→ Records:
───

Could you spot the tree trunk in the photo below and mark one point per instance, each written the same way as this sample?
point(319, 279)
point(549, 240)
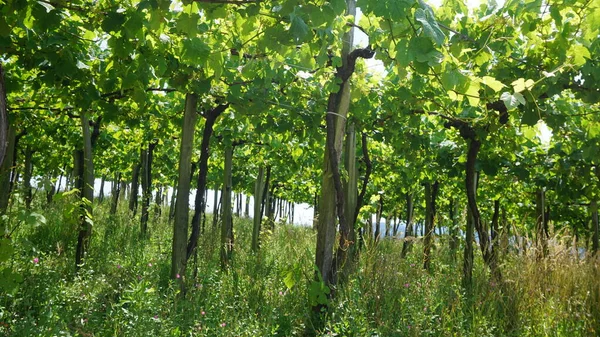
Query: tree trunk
point(4, 126)
point(6, 170)
point(495, 228)
point(101, 194)
point(173, 202)
point(332, 194)
point(266, 195)
point(227, 226)
point(115, 194)
point(85, 168)
point(258, 190)
point(146, 186)
point(471, 188)
point(541, 234)
point(158, 202)
point(594, 210)
point(180, 226)
point(200, 203)
point(135, 180)
point(378, 218)
point(247, 206)
point(504, 232)
point(216, 205)
point(345, 257)
point(467, 280)
point(27, 175)
point(431, 192)
point(453, 210)
point(408, 231)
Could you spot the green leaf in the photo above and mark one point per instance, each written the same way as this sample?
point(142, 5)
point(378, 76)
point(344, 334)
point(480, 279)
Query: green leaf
point(492, 83)
point(403, 56)
point(298, 28)
point(530, 116)
point(397, 9)
point(421, 49)
point(579, 53)
point(521, 85)
point(188, 24)
point(430, 26)
point(339, 6)
point(512, 100)
point(6, 250)
point(113, 22)
point(194, 51)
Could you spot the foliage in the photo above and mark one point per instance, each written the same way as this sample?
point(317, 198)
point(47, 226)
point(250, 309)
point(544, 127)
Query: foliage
point(124, 289)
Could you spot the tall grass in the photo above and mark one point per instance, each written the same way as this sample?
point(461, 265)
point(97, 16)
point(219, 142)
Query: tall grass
point(124, 288)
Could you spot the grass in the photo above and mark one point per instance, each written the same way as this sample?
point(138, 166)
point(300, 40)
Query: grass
point(124, 288)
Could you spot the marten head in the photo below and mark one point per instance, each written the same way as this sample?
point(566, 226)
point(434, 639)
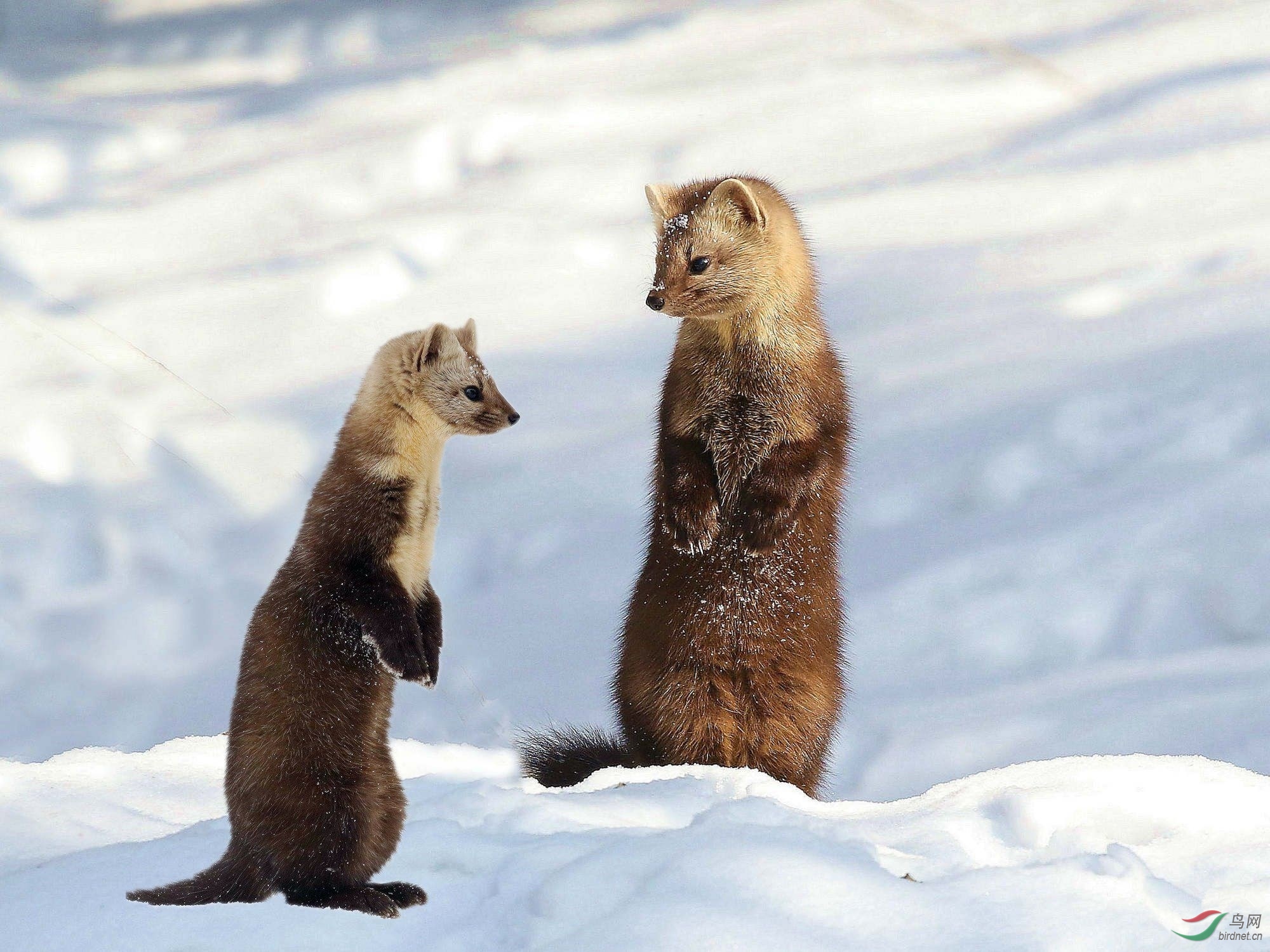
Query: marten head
point(436, 379)
point(725, 248)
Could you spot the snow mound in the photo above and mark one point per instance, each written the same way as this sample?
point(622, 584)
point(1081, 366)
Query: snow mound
point(1090, 852)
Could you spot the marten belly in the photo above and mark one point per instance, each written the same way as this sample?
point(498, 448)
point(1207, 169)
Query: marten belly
point(736, 666)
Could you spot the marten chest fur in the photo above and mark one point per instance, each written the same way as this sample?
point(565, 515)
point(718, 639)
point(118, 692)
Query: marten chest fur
point(412, 552)
point(739, 406)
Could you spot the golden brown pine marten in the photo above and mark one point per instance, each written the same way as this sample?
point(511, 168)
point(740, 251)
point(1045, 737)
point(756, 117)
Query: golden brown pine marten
point(316, 803)
point(732, 648)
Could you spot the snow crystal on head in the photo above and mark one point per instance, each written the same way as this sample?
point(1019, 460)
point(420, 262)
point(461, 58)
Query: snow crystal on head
point(678, 224)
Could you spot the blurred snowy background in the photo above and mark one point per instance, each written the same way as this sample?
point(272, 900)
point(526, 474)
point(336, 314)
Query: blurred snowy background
point(1045, 239)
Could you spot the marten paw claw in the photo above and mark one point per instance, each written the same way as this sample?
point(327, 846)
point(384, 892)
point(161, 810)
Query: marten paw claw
point(403, 663)
point(693, 534)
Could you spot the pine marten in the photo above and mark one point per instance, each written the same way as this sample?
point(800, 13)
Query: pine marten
point(314, 800)
point(732, 648)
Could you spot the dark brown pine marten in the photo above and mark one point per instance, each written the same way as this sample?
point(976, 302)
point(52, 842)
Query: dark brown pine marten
point(316, 803)
point(732, 648)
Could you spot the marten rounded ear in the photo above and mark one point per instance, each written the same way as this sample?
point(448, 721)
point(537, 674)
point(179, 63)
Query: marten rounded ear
point(468, 336)
point(737, 195)
point(656, 196)
point(439, 343)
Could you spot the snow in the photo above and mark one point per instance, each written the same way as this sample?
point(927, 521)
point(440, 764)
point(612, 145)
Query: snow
point(1089, 852)
point(1043, 234)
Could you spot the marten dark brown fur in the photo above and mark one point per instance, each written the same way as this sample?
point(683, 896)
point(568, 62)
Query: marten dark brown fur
point(314, 799)
point(732, 648)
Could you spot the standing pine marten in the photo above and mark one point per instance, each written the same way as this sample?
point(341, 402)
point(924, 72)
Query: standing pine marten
point(316, 803)
point(732, 648)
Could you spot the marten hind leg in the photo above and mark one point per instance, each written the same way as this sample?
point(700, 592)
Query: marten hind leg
point(403, 894)
point(356, 899)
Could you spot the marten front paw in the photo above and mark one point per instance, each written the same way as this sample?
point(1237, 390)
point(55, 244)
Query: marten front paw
point(403, 658)
point(693, 530)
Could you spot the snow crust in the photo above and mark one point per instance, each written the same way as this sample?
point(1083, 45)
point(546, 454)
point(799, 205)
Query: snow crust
point(1075, 854)
point(1043, 233)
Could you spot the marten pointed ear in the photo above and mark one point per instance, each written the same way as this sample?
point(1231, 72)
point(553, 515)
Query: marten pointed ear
point(468, 336)
point(739, 196)
point(656, 196)
point(439, 345)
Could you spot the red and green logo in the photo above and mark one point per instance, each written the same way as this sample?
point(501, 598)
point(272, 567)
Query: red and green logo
point(1208, 930)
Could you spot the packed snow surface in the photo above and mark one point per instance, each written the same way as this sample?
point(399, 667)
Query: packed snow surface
point(1075, 854)
point(1043, 233)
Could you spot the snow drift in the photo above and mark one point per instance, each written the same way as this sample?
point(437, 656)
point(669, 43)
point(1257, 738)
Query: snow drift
point(1076, 854)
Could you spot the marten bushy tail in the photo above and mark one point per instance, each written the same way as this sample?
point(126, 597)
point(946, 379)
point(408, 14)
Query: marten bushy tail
point(566, 757)
point(232, 879)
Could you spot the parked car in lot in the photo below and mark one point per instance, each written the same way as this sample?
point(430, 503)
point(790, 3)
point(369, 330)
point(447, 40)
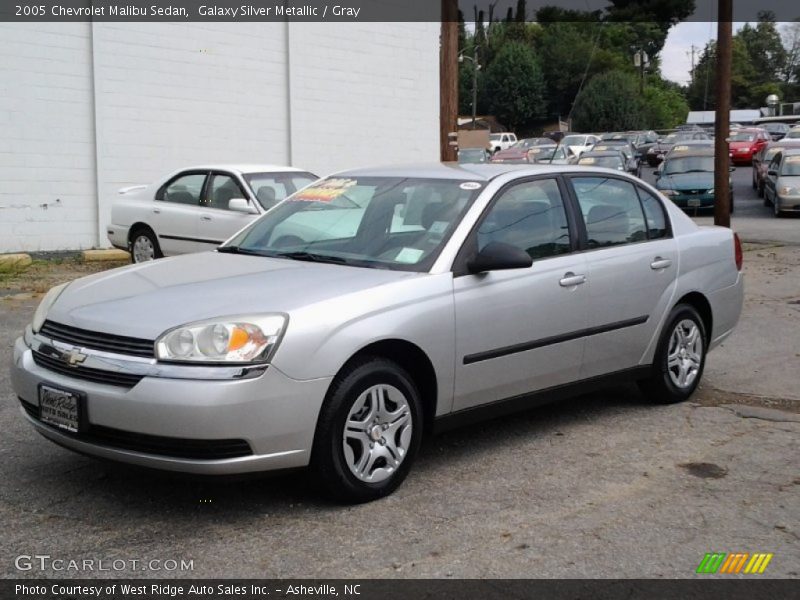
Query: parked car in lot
point(745, 142)
point(776, 131)
point(658, 150)
point(782, 183)
point(197, 208)
point(579, 143)
point(463, 292)
point(473, 155)
point(608, 159)
point(501, 141)
point(687, 179)
point(762, 158)
point(631, 163)
point(520, 150)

───

→ EXERCISE BRIEF: Quote only the lines that start at the line holding "Could you spot the snow drift" and end at the last line of the entries, including both of those lines, and omit every picture.

→ OUTPUT OF THE TASK:
Could you spot the snow drift in the photo above and mark one point per instance, each written the same way as this sample?
point(437, 656)
point(669, 43)
point(1257, 738)
Query: snow drift
point(1076, 854)
Could you spot the marten bushy tail in the photo above and mark one point per instance, each written the same way as this sample?
point(126, 597)
point(946, 379)
point(408, 14)
Query: marten bushy tail
point(566, 757)
point(232, 879)
Could you spot the parked car in lot in the photo below and mark one point per instance, each written the same way as this sample?
point(430, 503)
point(790, 3)
point(369, 330)
point(447, 40)
Query: parked car in lot
point(745, 142)
point(776, 131)
point(658, 150)
point(782, 183)
point(197, 208)
point(579, 143)
point(463, 292)
point(473, 155)
point(608, 159)
point(501, 141)
point(687, 179)
point(762, 158)
point(631, 163)
point(520, 150)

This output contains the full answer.